| TEXT SHOWN |
=-=-=

US20130091832A1

US20130091832A1 - Reinforced v-band clamp

Info

Publication number: US20130091832A1
Application number: US13/272,429
Authority: US
Inventors: Marc L. Friedrich; II Gary Clark
Original assignee: GM Global Technology Operations LLC
Current assignee: GM Global Technology Operations LLC
Priority date: 2011-10-13
Filing date: 2011-10-13
Publication date: 2013-04-18
Also published as: DE102012218201A1; CN103047232A

Abstract

A clamp includes a curved band having an inner surface, an outer surface, a first end, and a second end. The band is characterized by a substantially V-shaped cross-section in a radial plane of the band. The inner surface of the band defines the inside contour of the V-shaped cross-section. The clamp also includes a fastener configured to draw together the first and second ends such that the band may be tightened around adjacent flanges of objects to be clamped together. The inner surface is configured to squeeze the flanges together and clamp the objects. The band includes a reinforcement configured to stiffen the substantially V-shaped cross-section and minimize yielding of the cross-section when the objects are being clamped. An engine assembly that includes a first exhaust component and a second exhaust component having respective first and second flanges being squeezed and clamped together via the clamp is also disclosed.

Description

TECHNICAL FIELD

The present disclosure is drawn to a reinforced V-band clamp.

=-=-=

| DATASET RECORDS |
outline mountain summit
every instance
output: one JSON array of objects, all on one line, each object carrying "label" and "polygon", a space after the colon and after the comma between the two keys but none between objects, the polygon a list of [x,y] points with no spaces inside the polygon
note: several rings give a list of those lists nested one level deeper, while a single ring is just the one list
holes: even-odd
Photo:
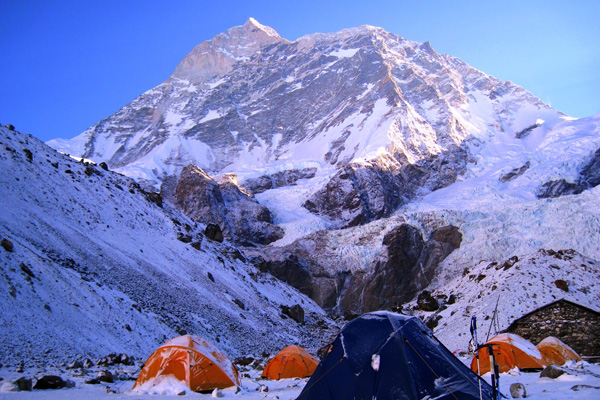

=-=-=

| TASK INSTRUCTIONS |
Answer these about the patent page on the reinforced V-band clamp:
1. Who is named as the original assignee?
2. What is the filing date?
3. According to the abstract, what is the reinforcement configured to do?

| TASK ANSWER |
1. GM Global Technology Operations LLC
2. 2011-10-13
3. Stiffen the substantially V-shaped cross-section and minimize yielding of the cross-section when the objects are being clamped.